EXCERPTED TEXT:
════════════════════

On 2024-09-25 00:46, Fujii Masao wrote:
Thanks for the comments!

On 2024/09/24 20:08, torikoshia wrote:
Thanks for the explanation and suggestion.
Since there is almost the same code in copyfrom.c, attached 0003 patch for refactoring both.

Thanks for updating the patches!

Regarding 0002.patch, I think it’s better to include the refactored code
from the start rather than adding redundant code intentionally.
How about leaving just the refactor in copyfrom.c to 0003.patch?
If that works, as a refactoring, you could also replace "skipped" with
"cstate->num_errors" in that patch, as you suggested earlier.

Agreed.

While reviewing again, I noticed that running ANALYZE on a file_fdw
foreign table also calls NextCopyFrom(), but it doesn’t seem to
skip erroneous rows when on_error is set to "ignore." This could lead
to inaccurate statistics. Shouldn’t ANALYZE on file_fdw foreign tables
with on_error=ignore also skip erroneous rows?

════════════════════

EXCERPTED RECORDS:
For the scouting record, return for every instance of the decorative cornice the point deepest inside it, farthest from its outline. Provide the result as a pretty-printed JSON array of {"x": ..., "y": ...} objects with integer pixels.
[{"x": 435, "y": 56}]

════════════════════

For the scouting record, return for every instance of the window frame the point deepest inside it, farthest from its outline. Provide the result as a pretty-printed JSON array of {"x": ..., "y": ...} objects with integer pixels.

════════════════════

THE TASKS:
(1) Answer these questions from the mailing-list thread above:
(a) Which source file is said to contain almost the same code, prompting the 0003 patch?
(b) In the suggested refactoring, what should replace "skipped"?
(c) Which command, run on a file_fdw foreign table, also calls NextCopyFrom()?
(2) List every term that the mailing-list thread above places inside double quotation marks.

SOLUTIONS IN ORDER:
(1)
(a) copyfrom.c
(b) "cstate->num_errors"
(c) ANALYZE

(2)
- skipped
- cstate->num_errors
- ignore